> **What the task requires**: Would you please restate all of the entries exactly, apart from the pictures?

> **Stored data entries**:
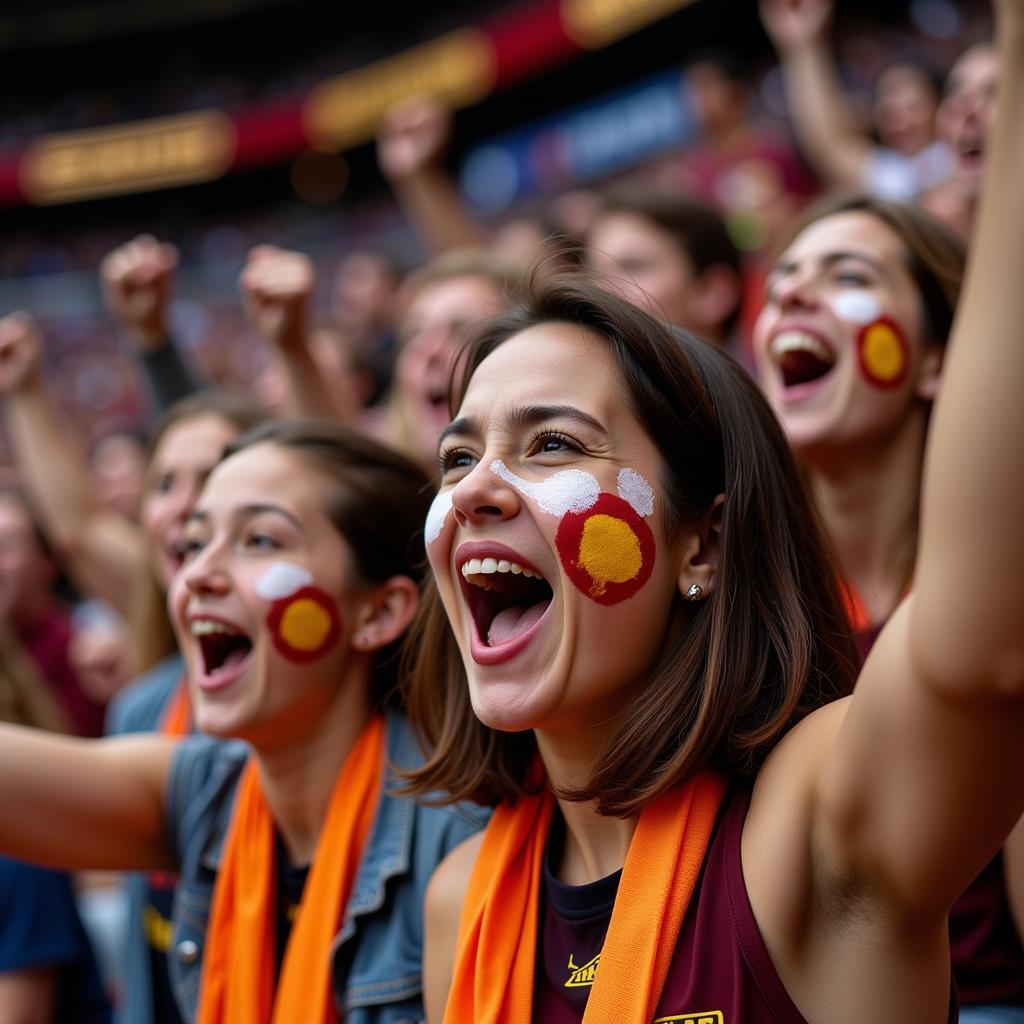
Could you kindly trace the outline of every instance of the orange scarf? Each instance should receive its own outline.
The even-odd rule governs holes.
[[[584,1024],[649,1024],[697,884],[725,783],[704,772],[648,804],[622,870]],[[522,1024],[533,966],[550,793],[502,804],[469,880],[444,1024]]]
[[[846,617],[850,620],[850,628],[854,633],[866,633],[871,628],[871,619],[864,607],[863,598],[854,590],[853,584],[845,580],[839,581],[839,594],[846,608]]]
[[[330,950],[380,796],[384,720],[363,730],[338,773],[274,993],[274,822],[250,759],[213,890],[199,1024],[323,1024],[335,1019]]]
[[[187,736],[191,731],[192,707],[188,699],[188,685],[181,679],[164,708],[160,733],[163,736]]]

> **Answer section**:
Could you kindly trace the outline of every instance of the orange scarf? Each instance should receive its own outline.
The even-odd rule governs holes.
[[[584,1024],[649,1024],[697,884],[725,783],[704,772],[648,804],[622,870]],[[522,1024],[533,966],[550,793],[502,804],[469,880],[444,1024]]]
[[[846,617],[850,620],[850,628],[854,633],[866,633],[871,628],[871,619],[864,607],[863,598],[854,590],[853,584],[845,580],[839,581],[839,594],[846,608]]]
[[[330,950],[380,796],[384,720],[363,730],[338,773],[274,993],[274,822],[250,759],[213,890],[199,1024],[323,1024],[335,1019]]]
[[[187,736],[191,731],[192,707],[188,699],[188,685],[181,679],[164,708],[160,733],[163,736]]]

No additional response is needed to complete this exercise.